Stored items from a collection
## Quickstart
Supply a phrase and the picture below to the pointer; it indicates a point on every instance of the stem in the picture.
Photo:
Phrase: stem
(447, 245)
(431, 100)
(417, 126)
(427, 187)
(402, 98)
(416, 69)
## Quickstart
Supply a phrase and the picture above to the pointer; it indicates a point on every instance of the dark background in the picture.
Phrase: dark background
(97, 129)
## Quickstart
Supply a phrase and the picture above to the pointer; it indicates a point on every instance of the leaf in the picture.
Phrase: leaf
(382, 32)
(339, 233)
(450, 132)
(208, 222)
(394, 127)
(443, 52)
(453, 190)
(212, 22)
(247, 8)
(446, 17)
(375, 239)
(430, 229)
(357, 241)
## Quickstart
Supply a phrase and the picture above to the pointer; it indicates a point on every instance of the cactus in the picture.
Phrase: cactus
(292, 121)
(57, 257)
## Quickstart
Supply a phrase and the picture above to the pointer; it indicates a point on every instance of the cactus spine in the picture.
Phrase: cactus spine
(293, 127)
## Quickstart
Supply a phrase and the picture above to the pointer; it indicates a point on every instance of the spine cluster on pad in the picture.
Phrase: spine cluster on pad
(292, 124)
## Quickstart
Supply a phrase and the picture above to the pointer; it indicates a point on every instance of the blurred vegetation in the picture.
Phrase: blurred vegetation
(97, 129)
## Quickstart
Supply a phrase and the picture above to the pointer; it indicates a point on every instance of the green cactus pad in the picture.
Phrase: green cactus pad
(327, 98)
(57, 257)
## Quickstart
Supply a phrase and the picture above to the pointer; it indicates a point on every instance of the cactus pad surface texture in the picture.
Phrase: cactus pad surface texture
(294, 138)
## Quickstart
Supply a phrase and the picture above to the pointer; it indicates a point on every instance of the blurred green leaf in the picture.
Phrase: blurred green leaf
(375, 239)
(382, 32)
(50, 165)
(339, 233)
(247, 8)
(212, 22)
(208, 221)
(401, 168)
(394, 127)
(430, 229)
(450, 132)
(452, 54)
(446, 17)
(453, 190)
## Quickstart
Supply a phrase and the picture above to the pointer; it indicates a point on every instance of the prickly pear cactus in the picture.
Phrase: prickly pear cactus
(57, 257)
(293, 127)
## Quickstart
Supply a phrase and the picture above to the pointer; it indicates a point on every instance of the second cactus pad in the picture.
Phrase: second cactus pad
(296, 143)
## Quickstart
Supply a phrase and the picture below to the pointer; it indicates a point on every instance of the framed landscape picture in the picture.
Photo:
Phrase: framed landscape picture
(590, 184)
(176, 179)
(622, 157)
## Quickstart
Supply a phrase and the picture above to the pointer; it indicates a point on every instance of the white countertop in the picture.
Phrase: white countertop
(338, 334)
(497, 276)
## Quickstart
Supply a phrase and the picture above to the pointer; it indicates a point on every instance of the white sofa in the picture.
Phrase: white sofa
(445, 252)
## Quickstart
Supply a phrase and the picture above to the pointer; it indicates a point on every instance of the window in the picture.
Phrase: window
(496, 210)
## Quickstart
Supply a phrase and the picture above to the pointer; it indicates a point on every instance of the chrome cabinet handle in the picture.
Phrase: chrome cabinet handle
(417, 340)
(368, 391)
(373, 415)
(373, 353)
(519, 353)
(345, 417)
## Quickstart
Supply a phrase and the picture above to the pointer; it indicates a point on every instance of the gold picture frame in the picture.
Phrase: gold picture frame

- **DIRECTIONS FOR THIS TASK**: Find each line in the items above that contains the word "landscape" and copy those lines out.

- **SOLUTION TO THIS TASK**:
Supply a phrase and the picture below to the pointer; it indicates a point on every instance of the framed landscape picture in the picture.
Phrase: framed landscape picture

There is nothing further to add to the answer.